>> Begin Text segment
Oral and written literature of the continent of Africa, not necessarily in the languages indigenous to Africa. Most of African written literature is in European languages (including English, French, and Portuguese), owing to European colonization of the continent from the 16th century to the mid-20th century. However, works in African languages have increasingly received recognition since the late 20th century. This article deals mainly with African literature south of the Sahara; for more information on literatures of North Africa see Arabic Literature.
Oral Literature.
Africa has a rich and varied oral literature, which has grown since the beginnings of African societies and continues to flourish today. The written literature of Africa has always shown a debt to the oral literature, which takes a variety of forms. Proverbs and riddles convey the accepted social codes of conduct, while myths and legends teach a belief in the supernatural as well as explain the origins and development of states, clans, and other important social organizations. Legends and myths are usually regarded as grounded in fact; in many instances, they have proved to be extremely accurate accounts of the history of a people. Folktales, on the other hand, are recognized as fiction. The most famous African folktales feature the tortoise, hare, and spider. Similar folktales are widespread on the continent and have been carried from Africa to the Caribbean, Latin America, and the U.S.
>> End Text segment
>> Begin Supplied material
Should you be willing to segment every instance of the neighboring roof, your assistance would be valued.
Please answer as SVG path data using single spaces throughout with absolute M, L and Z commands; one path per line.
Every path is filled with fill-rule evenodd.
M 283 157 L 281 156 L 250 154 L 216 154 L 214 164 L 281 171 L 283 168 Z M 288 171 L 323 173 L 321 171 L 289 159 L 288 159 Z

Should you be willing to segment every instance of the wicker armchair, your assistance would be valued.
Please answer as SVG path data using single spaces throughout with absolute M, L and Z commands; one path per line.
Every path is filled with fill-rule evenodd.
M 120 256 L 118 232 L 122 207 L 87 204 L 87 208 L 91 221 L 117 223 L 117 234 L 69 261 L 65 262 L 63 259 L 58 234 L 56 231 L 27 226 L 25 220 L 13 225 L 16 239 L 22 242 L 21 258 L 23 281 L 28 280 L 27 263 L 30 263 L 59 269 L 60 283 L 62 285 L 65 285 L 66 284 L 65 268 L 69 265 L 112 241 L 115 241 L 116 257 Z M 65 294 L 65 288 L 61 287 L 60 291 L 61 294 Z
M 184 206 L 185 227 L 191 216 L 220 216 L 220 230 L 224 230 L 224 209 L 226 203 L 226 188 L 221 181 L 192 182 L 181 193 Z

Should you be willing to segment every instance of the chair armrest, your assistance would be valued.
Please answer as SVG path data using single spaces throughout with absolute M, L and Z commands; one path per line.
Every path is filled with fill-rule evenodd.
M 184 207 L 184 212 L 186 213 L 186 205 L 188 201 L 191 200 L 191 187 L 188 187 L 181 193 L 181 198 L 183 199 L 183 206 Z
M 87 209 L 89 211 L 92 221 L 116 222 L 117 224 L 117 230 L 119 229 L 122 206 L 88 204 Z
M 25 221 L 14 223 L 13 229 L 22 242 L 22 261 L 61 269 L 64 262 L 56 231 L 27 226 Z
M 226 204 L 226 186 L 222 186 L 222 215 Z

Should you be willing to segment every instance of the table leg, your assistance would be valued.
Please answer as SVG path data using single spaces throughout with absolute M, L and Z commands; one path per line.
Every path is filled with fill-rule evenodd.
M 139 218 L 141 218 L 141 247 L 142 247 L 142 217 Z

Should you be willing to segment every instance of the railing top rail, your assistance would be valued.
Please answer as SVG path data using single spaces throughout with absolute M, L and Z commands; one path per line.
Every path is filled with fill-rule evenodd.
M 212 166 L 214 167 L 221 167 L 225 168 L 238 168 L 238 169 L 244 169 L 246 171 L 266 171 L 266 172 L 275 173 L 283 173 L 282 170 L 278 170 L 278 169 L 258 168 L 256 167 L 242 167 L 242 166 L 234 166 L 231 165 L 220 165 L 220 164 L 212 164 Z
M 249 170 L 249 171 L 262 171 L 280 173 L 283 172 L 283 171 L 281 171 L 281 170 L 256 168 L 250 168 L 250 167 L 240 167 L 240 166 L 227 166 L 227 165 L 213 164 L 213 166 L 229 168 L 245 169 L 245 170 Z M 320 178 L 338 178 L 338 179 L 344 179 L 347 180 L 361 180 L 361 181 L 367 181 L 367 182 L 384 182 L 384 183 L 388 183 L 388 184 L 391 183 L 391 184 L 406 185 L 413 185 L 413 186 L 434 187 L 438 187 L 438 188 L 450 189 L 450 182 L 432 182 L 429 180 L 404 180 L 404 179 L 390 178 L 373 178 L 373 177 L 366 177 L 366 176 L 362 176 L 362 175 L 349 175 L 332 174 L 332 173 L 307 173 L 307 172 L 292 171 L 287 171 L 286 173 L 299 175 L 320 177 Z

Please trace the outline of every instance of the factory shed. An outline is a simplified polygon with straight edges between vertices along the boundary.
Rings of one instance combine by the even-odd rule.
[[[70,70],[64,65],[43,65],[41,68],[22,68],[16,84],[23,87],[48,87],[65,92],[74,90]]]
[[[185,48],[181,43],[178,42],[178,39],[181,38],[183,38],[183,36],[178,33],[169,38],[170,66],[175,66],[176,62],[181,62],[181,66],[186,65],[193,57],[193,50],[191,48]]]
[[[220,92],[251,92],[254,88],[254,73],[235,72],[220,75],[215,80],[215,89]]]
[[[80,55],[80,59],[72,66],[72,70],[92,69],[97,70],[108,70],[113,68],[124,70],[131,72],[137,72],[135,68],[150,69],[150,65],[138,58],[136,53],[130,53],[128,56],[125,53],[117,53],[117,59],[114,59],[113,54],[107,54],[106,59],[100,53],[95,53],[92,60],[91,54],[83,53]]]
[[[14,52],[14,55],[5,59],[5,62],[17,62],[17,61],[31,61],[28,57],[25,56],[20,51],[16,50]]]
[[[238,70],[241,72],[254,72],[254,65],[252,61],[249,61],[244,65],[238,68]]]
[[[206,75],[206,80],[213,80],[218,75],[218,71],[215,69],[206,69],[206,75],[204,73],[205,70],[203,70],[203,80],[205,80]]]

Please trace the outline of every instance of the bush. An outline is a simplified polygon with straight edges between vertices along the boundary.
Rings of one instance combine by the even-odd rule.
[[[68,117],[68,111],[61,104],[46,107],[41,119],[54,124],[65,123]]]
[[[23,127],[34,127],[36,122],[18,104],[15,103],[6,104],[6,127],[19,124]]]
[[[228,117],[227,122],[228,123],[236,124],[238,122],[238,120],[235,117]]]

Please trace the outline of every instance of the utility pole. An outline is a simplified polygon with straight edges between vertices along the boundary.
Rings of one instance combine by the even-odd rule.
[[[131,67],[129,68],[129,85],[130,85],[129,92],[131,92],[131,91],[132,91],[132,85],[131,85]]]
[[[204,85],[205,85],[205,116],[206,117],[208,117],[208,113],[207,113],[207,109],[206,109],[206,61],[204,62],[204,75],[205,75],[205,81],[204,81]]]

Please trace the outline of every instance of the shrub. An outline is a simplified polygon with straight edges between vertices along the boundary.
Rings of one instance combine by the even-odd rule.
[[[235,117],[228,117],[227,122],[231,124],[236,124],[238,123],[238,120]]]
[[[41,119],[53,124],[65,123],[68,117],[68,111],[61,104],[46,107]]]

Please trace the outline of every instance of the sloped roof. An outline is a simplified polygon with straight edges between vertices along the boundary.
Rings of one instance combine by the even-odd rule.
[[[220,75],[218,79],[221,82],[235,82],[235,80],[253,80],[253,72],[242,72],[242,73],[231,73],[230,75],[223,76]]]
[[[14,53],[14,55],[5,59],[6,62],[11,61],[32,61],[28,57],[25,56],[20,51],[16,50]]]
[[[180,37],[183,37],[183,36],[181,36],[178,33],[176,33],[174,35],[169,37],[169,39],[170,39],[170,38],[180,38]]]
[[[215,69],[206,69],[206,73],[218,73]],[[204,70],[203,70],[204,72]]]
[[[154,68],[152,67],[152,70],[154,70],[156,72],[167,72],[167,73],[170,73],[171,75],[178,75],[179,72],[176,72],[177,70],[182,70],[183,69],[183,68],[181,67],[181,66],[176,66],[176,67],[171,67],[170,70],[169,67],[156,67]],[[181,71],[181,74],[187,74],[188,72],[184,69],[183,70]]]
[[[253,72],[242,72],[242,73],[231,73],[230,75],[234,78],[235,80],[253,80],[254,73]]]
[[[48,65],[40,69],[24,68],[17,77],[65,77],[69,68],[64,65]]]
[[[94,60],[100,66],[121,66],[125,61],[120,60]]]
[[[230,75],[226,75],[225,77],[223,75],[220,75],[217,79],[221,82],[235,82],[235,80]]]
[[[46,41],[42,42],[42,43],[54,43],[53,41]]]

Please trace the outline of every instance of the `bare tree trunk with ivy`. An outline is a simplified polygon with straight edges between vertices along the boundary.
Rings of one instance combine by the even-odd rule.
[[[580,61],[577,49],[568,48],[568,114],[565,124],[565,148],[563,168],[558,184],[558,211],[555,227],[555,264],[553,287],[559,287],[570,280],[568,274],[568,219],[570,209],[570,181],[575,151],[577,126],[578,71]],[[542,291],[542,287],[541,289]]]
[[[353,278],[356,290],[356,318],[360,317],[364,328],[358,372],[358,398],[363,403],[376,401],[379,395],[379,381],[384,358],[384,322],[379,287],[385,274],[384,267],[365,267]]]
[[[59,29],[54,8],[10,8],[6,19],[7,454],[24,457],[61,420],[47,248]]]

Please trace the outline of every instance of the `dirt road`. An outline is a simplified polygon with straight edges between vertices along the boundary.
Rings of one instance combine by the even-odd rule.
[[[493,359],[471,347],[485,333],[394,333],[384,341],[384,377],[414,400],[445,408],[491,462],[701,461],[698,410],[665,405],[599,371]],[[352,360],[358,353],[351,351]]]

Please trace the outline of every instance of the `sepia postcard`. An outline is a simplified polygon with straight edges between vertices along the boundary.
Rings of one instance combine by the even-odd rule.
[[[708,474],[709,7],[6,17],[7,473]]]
>> End Supplied material
- Exercise task -
Please carry on the passage about African literature, picking up right after its last sentence.

- Response -
In the 20th century, largely through the efforts of anthropologists and historians, a good portion of the oral literature of certain areas, such as southern Africa, the regions formerly known as Ruanda and Buganda, and parts of the Congo region, have been recorded. Proverbs from East Africa have been recorded by the American linguist Albert Scheven (1913–2000) and published as Swahili Proverbs in 1981.
Early Written Literature.
The earliest written African literature is North African. North African writings have been more closely tied to cultures of Europe and the Middle East than to those of the rest of Africa. Pre-modern literature of Africa north of the Sahara, such as the works of the early Christian theologian St. Augustine or of the 14th-century Islamic historian Ibn Khaldun, is often considered part of Latin or Arabic literature.
Much of the early written literature of West Africa was influenced by Islamic writings, as transmitted by North Africans, in both form and content. The earliest known West African works were 16th-century writings by such Sudanese Islamic scholars as Abd al-Rahman al-Sadi (1596–c. 1655), the author of Tarikh as-Sudan (History of the Sudan), and Mahmud Kati (1468?–1570?), who wrote Tarikh al-Fettach. These works set down the oral traditions of the western Sudanic empires of Ghana, Mali, and Songhai in the style of Arabic histories.
The earliest West African written poetry tended to be religious, and the best of it reflected a familiarity with pre-Islamic Arabic poetry as well as North African religious writing. Perhaps the most famous West African religious poet was Abdullah ibn Muhammed Fudi (1767–1828), emir of Gwandu and brother of the Muslim reformer Shedu Uthman (c. 1754–1817).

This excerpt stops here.